• What you should do:
Exactly and only the lines from the one with "mark: the green hedge" through the end of the listing are to be transcribed, both ends included.
= = = = =
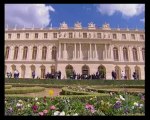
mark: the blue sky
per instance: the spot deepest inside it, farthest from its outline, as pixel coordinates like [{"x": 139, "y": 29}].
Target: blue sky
[{"x": 129, "y": 15}]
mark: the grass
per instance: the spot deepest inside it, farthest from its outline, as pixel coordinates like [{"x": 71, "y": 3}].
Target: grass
[{"x": 75, "y": 82}]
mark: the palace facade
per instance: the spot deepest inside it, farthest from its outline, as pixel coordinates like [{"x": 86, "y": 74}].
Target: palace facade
[{"x": 84, "y": 50}]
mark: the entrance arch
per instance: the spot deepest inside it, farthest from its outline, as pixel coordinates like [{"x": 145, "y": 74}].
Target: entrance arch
[
  {"x": 128, "y": 72},
  {"x": 13, "y": 69},
  {"x": 23, "y": 68},
  {"x": 102, "y": 70},
  {"x": 138, "y": 71},
  {"x": 118, "y": 72},
  {"x": 32, "y": 69},
  {"x": 85, "y": 70},
  {"x": 42, "y": 71},
  {"x": 69, "y": 70}
]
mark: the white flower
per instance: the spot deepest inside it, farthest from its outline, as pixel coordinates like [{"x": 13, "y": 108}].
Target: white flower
[
  {"x": 56, "y": 113},
  {"x": 135, "y": 104},
  {"x": 76, "y": 114},
  {"x": 121, "y": 97},
  {"x": 36, "y": 98},
  {"x": 62, "y": 113}
]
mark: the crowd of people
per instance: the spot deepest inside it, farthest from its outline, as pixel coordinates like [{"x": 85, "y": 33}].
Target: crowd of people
[{"x": 124, "y": 76}]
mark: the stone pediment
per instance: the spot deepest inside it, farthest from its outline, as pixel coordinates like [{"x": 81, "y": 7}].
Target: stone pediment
[
  {"x": 78, "y": 25},
  {"x": 63, "y": 25},
  {"x": 91, "y": 25}
]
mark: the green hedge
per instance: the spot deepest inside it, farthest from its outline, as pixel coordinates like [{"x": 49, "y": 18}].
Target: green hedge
[
  {"x": 23, "y": 90},
  {"x": 115, "y": 91},
  {"x": 76, "y": 82},
  {"x": 66, "y": 91},
  {"x": 8, "y": 86},
  {"x": 33, "y": 85}
]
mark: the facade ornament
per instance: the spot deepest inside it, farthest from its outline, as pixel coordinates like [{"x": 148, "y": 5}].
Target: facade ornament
[
  {"x": 63, "y": 25},
  {"x": 91, "y": 25},
  {"x": 78, "y": 25},
  {"x": 106, "y": 26}
]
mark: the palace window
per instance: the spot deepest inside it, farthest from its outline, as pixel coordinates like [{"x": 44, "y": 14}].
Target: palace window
[
  {"x": 98, "y": 35},
  {"x": 18, "y": 35},
  {"x": 45, "y": 35},
  {"x": 54, "y": 53},
  {"x": 115, "y": 52},
  {"x": 135, "y": 56},
  {"x": 27, "y": 35},
  {"x": 133, "y": 36},
  {"x": 70, "y": 35},
  {"x": 55, "y": 35},
  {"x": 142, "y": 37},
  {"x": 9, "y": 36},
  {"x": 25, "y": 50},
  {"x": 7, "y": 52},
  {"x": 34, "y": 54},
  {"x": 143, "y": 53},
  {"x": 36, "y": 35},
  {"x": 125, "y": 54},
  {"x": 114, "y": 36},
  {"x": 123, "y": 36},
  {"x": 44, "y": 52},
  {"x": 16, "y": 53},
  {"x": 84, "y": 35}
]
= = = = =
• Finished task:
mark: the green hedge
per instance: the spot deepest inside it, farthest from its outline, as pixel coordinates like [{"x": 49, "y": 18}].
Target: green hedge
[
  {"x": 23, "y": 90},
  {"x": 115, "y": 91},
  {"x": 76, "y": 82},
  {"x": 66, "y": 91},
  {"x": 8, "y": 86},
  {"x": 33, "y": 85}
]
mark: the facade ornament
per instance: the spot deepest inside it, farthest from its outline, as pixel coordinates like [{"x": 148, "y": 5}].
Target: facade ornament
[
  {"x": 63, "y": 25},
  {"x": 91, "y": 25},
  {"x": 78, "y": 25},
  {"x": 106, "y": 26}
]
mark: the palace window
per instance: the spot deepest inside it, farthest from its outline, as pixel coordinates like [{"x": 44, "y": 14}].
Target: palace window
[
  {"x": 98, "y": 35},
  {"x": 18, "y": 35},
  {"x": 45, "y": 35},
  {"x": 54, "y": 53},
  {"x": 115, "y": 52},
  {"x": 135, "y": 56},
  {"x": 27, "y": 35},
  {"x": 133, "y": 36},
  {"x": 70, "y": 35},
  {"x": 55, "y": 35},
  {"x": 142, "y": 37},
  {"x": 9, "y": 36},
  {"x": 25, "y": 50},
  {"x": 7, "y": 52},
  {"x": 34, "y": 54},
  {"x": 143, "y": 53},
  {"x": 36, "y": 35},
  {"x": 125, "y": 54},
  {"x": 114, "y": 36},
  {"x": 123, "y": 36},
  {"x": 44, "y": 52},
  {"x": 16, "y": 53},
  {"x": 84, "y": 35}
]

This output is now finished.